> [STATED PROBLEM] Rewrite the lines from the one holding "[locate] sky (one marker per instance)" through the end of the material, inclusive, swapping in "largest" for every "biggest" and leaving the rest unchanged.

(Excerpts of pointing data)
** start **
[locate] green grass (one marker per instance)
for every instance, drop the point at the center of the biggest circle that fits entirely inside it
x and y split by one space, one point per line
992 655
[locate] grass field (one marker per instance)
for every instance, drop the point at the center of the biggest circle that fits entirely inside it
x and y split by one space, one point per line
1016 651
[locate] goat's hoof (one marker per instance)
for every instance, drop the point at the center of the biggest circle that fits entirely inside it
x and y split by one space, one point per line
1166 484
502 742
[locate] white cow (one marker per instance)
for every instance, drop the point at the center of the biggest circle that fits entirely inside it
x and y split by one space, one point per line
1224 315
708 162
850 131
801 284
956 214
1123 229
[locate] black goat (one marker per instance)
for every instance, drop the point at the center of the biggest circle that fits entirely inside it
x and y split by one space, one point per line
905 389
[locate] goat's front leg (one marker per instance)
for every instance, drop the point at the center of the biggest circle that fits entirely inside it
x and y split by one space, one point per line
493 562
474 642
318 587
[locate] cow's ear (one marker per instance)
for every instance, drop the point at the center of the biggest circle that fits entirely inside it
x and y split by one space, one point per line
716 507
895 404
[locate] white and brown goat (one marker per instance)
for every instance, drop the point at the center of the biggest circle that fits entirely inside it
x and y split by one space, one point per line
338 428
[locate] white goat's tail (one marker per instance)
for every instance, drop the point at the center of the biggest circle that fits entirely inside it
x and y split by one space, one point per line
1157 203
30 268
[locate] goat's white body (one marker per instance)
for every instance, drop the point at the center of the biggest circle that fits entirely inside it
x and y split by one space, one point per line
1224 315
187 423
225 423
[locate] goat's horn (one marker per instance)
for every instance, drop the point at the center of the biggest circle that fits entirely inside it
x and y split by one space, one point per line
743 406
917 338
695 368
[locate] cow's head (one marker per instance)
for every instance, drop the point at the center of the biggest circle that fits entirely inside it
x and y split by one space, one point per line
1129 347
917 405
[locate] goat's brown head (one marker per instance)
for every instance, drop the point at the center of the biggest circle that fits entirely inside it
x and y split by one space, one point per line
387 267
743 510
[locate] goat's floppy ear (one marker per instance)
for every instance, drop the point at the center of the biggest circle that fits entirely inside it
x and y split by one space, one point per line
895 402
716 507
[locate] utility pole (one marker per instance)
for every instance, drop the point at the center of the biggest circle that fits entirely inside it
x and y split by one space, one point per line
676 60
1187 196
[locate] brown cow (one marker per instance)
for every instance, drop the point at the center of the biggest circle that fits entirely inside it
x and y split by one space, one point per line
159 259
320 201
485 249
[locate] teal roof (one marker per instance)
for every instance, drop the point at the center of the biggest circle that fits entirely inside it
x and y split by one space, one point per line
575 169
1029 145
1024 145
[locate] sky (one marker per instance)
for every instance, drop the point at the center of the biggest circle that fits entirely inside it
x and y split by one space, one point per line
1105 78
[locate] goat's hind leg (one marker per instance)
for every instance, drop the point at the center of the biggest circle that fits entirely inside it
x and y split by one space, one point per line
** end **
> [EXERCISE ANSWER]
[locate] sky (one marker per instance)
for every instance, drop the point at the center of the largest circle that fits entirely inside it
x and y split by one space, one point per line
1105 78
[locate] goat's hind leg (one marker per instance)
for every instance, drop the point at the center of the largest circle that fits entirely inside it
x and y split by one space, one point per line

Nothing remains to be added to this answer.